Text shown:
You are here:   Destinations > Zimbabwe > Accommodation > Mana Pools
Register   |  Login



Mana Pools -Zimbabwe

The Mana Pools National Park and Lower Zambezi National Park share the same eco-system and are only divided by the mighty Zambezi River. These parks have some of the most spectacular river scenery and game-viewing.

Mana Pools National Park is synonymous with the Zambezi River, elephants, lions, remoteness and wilderness. This unique park is a WORLD HERITAGE SITE based on its wildness and beauty, together with the wide range of large mammals, over 350 bird species and aquatic wildlife.

Mana Pools is one of Zimbabwe's "Big Five" Parks and it is easy to see why it falls into this profile. The name "Mana" is a local Shona language name meaning "four". This applies to the four large pools inland from the Zambezi River. These pools are the remnant ox-bow lakes that the Zambezi River carved out thousands of years ago as it changed its course northwards. Hippopotamus, crocodiles and a wide variety of aquatic birds are associated with the pools. "Long Pool" is the largest of the four pools, extending some six kilometres in a west-east direction.

Given data:
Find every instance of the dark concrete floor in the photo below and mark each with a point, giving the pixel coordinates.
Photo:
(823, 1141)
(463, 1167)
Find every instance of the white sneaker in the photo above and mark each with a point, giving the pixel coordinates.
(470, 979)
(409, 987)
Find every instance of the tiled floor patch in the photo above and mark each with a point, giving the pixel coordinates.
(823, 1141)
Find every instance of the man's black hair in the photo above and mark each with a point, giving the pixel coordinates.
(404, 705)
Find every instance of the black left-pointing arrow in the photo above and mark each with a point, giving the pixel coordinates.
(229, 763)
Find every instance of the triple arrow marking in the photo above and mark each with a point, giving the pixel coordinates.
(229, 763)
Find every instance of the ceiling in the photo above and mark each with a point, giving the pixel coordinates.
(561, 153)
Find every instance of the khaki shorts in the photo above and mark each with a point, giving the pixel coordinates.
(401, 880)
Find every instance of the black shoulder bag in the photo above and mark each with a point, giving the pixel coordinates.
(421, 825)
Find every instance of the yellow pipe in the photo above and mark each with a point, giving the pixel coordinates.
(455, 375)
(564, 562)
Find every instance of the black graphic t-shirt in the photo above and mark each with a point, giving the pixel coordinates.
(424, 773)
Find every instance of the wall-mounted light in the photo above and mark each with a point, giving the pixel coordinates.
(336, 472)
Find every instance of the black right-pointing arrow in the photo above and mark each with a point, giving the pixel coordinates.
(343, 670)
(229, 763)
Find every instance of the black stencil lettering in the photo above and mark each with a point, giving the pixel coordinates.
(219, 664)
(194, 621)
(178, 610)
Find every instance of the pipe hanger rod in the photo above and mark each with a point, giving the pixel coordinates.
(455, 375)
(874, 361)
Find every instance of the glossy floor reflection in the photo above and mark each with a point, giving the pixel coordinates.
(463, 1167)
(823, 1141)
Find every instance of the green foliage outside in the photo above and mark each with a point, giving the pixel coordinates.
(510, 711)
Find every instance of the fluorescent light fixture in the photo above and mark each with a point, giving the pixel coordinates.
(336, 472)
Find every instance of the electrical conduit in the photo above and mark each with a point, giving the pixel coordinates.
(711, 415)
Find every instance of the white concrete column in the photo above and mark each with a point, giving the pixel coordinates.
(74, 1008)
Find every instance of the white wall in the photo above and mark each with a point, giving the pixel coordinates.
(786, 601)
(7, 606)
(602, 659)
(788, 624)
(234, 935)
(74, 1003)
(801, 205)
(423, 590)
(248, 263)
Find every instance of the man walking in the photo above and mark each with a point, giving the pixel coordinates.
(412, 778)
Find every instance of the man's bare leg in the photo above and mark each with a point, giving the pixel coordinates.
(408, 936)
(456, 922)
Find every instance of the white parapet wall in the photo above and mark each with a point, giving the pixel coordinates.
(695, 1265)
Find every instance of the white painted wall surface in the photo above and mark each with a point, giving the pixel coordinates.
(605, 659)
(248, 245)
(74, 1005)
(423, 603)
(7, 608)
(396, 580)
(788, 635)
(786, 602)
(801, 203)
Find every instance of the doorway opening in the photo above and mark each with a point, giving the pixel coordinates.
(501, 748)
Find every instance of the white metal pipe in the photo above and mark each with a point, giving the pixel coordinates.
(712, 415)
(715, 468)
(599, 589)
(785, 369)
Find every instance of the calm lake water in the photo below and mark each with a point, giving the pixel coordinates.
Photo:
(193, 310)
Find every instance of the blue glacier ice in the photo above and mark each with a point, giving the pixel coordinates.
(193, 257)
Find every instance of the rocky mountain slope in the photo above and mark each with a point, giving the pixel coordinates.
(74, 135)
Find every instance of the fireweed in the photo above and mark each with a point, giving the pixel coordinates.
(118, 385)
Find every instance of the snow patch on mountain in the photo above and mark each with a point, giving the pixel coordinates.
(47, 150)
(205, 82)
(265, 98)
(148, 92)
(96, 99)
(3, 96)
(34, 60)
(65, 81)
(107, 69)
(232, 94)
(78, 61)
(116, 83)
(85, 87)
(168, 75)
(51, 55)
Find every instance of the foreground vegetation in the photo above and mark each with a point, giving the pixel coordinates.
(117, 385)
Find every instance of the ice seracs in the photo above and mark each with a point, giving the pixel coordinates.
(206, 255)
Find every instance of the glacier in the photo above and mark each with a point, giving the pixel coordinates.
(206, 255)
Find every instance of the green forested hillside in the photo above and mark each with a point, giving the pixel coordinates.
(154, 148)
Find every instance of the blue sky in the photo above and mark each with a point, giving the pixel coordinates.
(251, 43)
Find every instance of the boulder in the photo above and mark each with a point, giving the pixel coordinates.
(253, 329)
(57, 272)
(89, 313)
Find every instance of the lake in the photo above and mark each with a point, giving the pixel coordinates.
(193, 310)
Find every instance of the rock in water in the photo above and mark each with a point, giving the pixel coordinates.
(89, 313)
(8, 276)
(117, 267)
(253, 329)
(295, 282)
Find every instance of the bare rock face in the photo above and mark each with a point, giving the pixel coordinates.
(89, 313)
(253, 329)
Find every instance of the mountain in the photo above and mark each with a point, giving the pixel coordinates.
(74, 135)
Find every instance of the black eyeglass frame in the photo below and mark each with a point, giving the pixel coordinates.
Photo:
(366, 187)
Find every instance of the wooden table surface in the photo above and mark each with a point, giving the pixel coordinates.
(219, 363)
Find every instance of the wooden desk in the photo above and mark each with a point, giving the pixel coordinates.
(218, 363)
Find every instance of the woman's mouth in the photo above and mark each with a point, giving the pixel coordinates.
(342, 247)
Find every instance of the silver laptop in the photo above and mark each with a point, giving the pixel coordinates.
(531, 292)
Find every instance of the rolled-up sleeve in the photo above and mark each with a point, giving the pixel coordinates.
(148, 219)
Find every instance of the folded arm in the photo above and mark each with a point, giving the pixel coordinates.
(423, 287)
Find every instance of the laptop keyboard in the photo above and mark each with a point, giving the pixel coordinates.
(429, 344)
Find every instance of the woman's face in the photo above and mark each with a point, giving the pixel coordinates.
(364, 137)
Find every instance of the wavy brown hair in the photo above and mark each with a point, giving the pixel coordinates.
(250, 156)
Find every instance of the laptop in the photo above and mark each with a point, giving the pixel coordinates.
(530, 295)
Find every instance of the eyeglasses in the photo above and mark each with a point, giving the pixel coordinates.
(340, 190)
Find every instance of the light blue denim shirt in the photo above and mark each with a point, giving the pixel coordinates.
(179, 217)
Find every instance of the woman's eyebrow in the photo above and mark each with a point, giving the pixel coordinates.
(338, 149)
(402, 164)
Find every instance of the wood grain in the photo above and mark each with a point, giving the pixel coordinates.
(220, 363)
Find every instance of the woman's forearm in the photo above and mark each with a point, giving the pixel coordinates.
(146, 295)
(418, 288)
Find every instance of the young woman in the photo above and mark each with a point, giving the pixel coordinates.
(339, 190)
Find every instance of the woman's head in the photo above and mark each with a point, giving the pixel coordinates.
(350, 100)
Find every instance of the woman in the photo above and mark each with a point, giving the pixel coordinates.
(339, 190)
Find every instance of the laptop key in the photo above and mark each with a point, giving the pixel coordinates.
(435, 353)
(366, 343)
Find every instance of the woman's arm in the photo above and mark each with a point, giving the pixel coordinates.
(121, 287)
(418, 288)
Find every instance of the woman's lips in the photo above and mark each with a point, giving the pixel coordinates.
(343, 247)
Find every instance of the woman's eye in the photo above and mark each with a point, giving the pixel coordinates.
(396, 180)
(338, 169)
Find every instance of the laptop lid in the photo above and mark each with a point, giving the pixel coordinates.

Written task: After the data, output the full Mana Pools text again, word for word.

Complete answer:
You are here:   Destinations > Zimbabwe > Accommodation > Mana Pools
Register   |  Login



Mana Pools -Zimbabwe

The Mana Pools National Park and Lower Zambezi National Park share the same eco-system and are only divided by the mighty Zambezi River. These parks have some of the most spectacular river scenery and game-viewing.

Mana Pools National Park is synonymous with the Zambezi River, elephants, lions, remoteness and wilderness. This unique park is a WORLD HERITAGE SITE based on its wildness and beauty, together with the wide range of large mammals, over 350 bird species and aquatic wildlife.

Mana Pools is one of Zimbabwe's "Big Five" Parks and it is easy to see why it falls into this profile. The name "Mana" is a local Shona language name meaning "four". This applies to the four large pools inland from the Zambezi River. These pools are the remnant ox-bow lakes that the Zambezi River carved out thousands of years ago as it changed its course northwards. Hippopotamus, crocodiles and a wide variety of aquatic birds are associated with the pools. "Long Pool" is the largest of the four pools, extending some six kilometres in a west-east direction.